_GOAL OF THE EXERCISE_
Scan the records for the string "each" and copy every line that holds it.

_RECORDS FOR PROCESSING_
══════════════════════════════

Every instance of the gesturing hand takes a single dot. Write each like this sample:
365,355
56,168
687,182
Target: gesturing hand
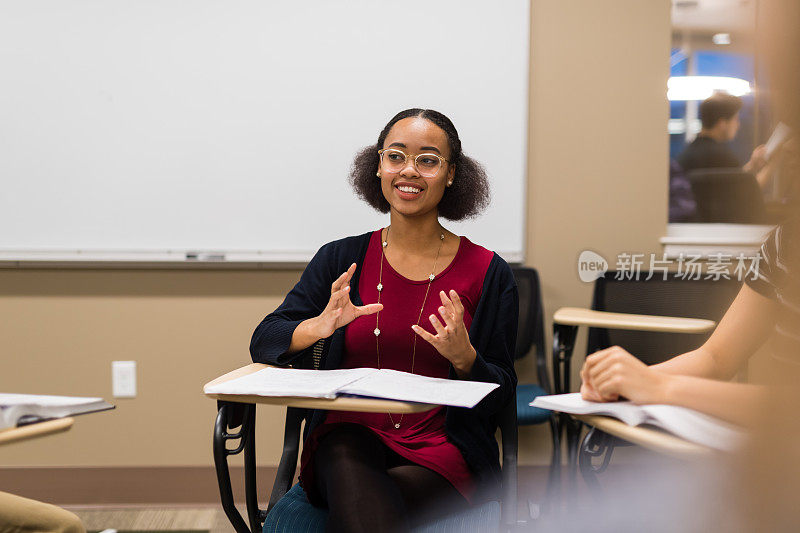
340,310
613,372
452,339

══════════════════════════════

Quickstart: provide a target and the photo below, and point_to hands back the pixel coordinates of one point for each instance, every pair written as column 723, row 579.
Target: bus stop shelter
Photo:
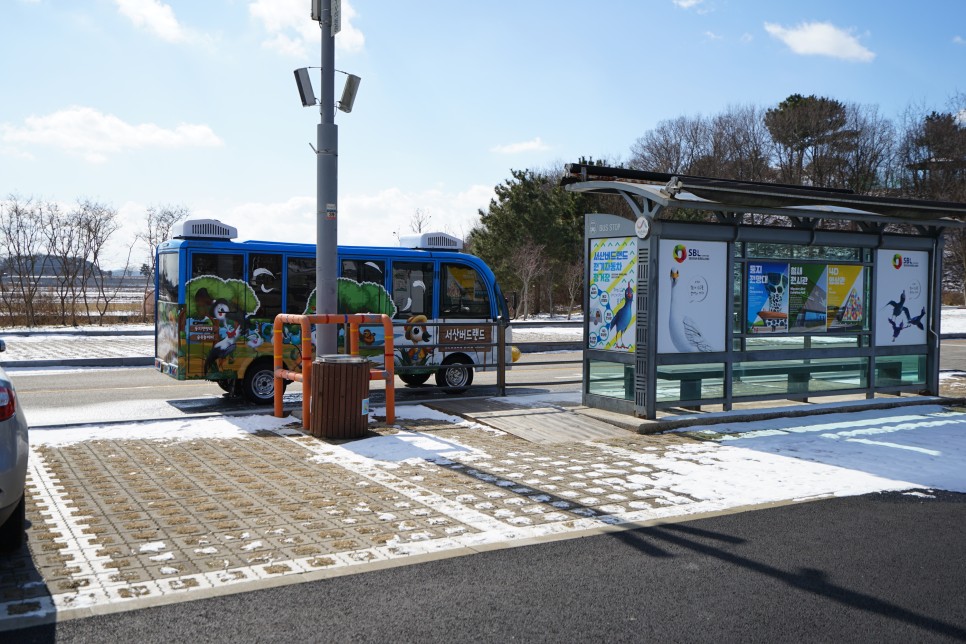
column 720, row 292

══════════════════════════════

_COMPLETED TASK_
Every instance of the gesturing hand takes a single dot. Write each like this sample:
Quickstart: provide a target and the photo below, and point_to hands back the pixel coordinates of one point for each instance, every pair written as column 723, row 579.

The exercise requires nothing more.